Information provided:
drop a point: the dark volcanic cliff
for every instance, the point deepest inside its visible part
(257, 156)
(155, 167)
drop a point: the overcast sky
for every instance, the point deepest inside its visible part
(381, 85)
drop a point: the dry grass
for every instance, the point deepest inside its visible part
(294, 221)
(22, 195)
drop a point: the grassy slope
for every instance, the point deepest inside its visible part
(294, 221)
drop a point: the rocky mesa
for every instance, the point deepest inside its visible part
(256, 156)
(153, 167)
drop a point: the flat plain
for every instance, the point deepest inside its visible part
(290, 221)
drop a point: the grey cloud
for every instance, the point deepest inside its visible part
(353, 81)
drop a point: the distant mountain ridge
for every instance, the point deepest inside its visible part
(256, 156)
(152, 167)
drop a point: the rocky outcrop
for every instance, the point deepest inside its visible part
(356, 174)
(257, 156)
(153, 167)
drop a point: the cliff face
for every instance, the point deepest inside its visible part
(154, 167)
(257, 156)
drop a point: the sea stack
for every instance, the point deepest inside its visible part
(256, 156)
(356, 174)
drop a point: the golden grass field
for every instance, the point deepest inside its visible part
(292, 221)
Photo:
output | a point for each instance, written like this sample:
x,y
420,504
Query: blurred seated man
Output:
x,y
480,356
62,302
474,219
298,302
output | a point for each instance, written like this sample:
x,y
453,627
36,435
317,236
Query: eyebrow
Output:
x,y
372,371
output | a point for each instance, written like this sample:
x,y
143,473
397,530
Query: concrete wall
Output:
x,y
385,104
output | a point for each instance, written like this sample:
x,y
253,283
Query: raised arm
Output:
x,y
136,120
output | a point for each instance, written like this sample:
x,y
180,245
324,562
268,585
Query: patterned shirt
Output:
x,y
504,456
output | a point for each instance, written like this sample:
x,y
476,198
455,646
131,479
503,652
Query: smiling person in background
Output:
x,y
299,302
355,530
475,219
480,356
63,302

Direction:
Copy the listing above line for line, with nothing changed.

Task output:
drop a point: the dark volcanic cliff
for every instance, the point deepest inside its visible part
(257, 156)
(155, 167)
drop a point: the overcast sky
for every instance, the point deepest inside its visible part
(381, 85)
drop a point: the dry grass
for every instance, the point deepest inside its visible part
(294, 221)
(22, 195)
drop a point: the grassy slope
for every instance, the point deepest inside its visible part
(294, 221)
drop a point: the rocky mesa
for every instance, the point deepest inside its visible part
(256, 156)
(153, 167)
drop a point: the flat plain
for every instance, the point deepest inside its visible part
(290, 221)
drop a point: the grey cloud
for every instance, the point deepest inside its visible part
(353, 81)
drop a point: the distant mountain ridge
for every instance, the point deepest inside its visible part
(256, 156)
(152, 167)
drop a point: the rocky outcrop
for every instance, the point deepest inside its visible part
(356, 174)
(257, 156)
(153, 167)
drop a point: the cliff face
for every instance, the point deepest inside its visible part
(154, 167)
(257, 156)
drop a point: the sea stack
for every instance, the point deepest inside its visible part
(256, 156)
(356, 174)
drop a point: the golden grass field
for every instance, the point deepest inside its visible part
(292, 221)
Photo:
output | a point for each instance, written like this sample:
x,y
420,504
Query: blurred seated man
Output:
x,y
480,356
62,302
474,219
298,302
output | a point for each instance, written like this sample:
x,y
453,627
36,435
317,236
Query: eyebrow
Output:
x,y
372,371
output | a point for each instance, written like this sample:
x,y
143,473
397,530
Query: concrete wall
Output:
x,y
385,104
output | a point for each instance, written like this sample:
x,y
253,283
Query: raised arm
Output:
x,y
136,120
output | a point for each instance, written like this sample:
x,y
180,245
324,562
268,585
Query: patterned shirt
Output:
x,y
504,456
output | a point for each instance, written like this sample:
x,y
476,198
455,646
131,479
503,652
Query: smiling person in background
Output:
x,y
299,302
355,530
475,219
480,356
63,302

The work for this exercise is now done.